» **Request**: Copy the rows from the line holding "point per instance: low" through the end of the rows, inclusive, and swap "sea water" for "ocean water". Leave everything else unchanged.

» **Stored items**:
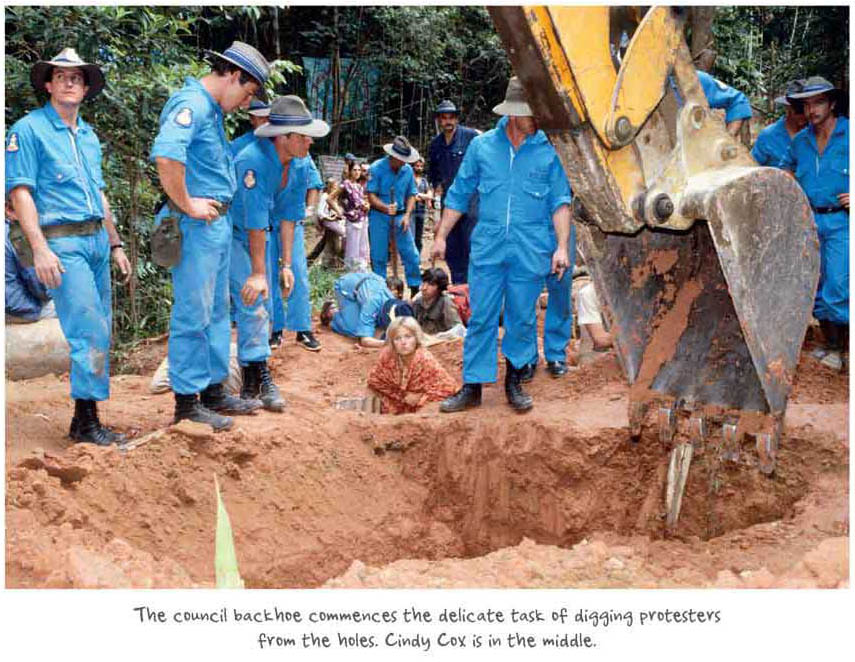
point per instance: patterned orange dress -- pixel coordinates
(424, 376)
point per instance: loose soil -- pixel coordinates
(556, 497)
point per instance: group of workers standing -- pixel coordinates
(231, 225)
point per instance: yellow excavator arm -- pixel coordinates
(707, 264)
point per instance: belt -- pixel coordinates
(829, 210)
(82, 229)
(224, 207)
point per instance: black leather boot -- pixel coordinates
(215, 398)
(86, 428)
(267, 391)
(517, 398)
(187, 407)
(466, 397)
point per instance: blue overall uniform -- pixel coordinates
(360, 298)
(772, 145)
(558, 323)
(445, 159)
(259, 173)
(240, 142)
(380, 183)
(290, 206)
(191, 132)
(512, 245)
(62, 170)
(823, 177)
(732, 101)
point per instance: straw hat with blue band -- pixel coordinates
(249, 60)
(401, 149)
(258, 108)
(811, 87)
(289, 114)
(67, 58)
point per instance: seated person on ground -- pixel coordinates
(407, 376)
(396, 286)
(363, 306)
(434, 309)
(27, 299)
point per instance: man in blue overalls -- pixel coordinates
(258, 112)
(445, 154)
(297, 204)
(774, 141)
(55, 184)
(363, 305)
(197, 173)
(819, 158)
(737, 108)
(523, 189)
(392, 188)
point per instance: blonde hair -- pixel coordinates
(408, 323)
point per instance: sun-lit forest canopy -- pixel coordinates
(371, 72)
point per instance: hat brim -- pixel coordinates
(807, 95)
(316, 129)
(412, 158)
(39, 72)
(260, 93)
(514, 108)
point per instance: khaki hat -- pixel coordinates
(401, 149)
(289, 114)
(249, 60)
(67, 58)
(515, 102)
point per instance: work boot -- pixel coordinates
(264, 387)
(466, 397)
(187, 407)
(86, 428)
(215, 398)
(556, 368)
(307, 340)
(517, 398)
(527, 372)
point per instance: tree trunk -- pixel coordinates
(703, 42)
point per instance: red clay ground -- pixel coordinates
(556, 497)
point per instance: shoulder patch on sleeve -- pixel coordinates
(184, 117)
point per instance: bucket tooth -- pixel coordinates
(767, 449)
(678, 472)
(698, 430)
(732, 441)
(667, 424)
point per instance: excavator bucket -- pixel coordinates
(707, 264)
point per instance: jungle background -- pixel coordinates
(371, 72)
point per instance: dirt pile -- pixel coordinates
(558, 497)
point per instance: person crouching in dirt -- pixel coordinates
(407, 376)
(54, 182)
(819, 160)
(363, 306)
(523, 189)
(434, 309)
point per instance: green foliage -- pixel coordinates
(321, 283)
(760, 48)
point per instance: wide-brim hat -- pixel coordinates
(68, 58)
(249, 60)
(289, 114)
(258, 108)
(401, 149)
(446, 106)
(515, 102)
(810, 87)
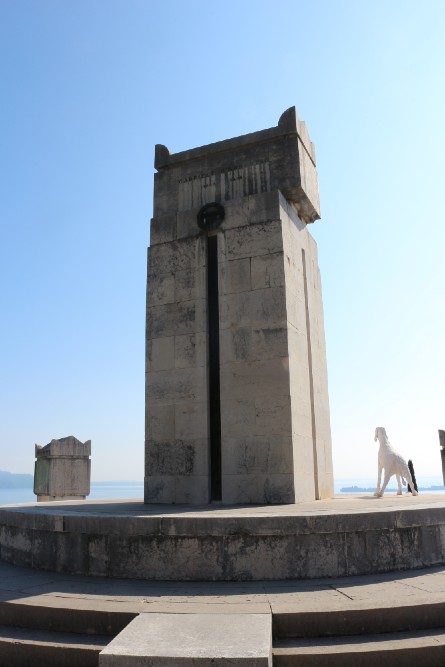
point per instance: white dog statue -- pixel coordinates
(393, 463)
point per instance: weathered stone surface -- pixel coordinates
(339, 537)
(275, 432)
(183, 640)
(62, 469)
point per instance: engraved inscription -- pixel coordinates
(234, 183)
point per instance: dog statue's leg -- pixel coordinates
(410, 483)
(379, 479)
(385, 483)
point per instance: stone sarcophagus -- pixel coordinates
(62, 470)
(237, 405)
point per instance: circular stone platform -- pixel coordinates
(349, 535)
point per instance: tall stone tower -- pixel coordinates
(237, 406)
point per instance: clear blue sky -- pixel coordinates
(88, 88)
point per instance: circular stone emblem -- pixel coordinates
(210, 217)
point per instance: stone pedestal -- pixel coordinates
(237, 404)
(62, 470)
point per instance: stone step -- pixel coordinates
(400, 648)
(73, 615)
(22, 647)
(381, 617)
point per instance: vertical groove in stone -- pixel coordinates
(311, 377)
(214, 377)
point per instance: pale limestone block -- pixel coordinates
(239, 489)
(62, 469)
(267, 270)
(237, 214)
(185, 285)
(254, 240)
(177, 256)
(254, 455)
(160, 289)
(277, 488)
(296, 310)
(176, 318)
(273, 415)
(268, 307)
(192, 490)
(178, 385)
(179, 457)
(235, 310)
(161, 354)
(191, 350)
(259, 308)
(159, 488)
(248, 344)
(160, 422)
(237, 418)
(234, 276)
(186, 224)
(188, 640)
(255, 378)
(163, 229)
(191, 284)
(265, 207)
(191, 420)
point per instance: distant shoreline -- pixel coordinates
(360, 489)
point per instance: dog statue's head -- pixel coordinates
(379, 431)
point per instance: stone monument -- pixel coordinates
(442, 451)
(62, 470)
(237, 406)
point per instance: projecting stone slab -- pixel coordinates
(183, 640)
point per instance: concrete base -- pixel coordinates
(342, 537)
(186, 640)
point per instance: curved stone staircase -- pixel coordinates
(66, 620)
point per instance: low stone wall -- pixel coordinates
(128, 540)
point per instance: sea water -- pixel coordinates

» **Answer to the problem**:
point per instance: low stone wall -- pixel coordinates
(128, 540)
point per instance: ocean water -- pixel coordinates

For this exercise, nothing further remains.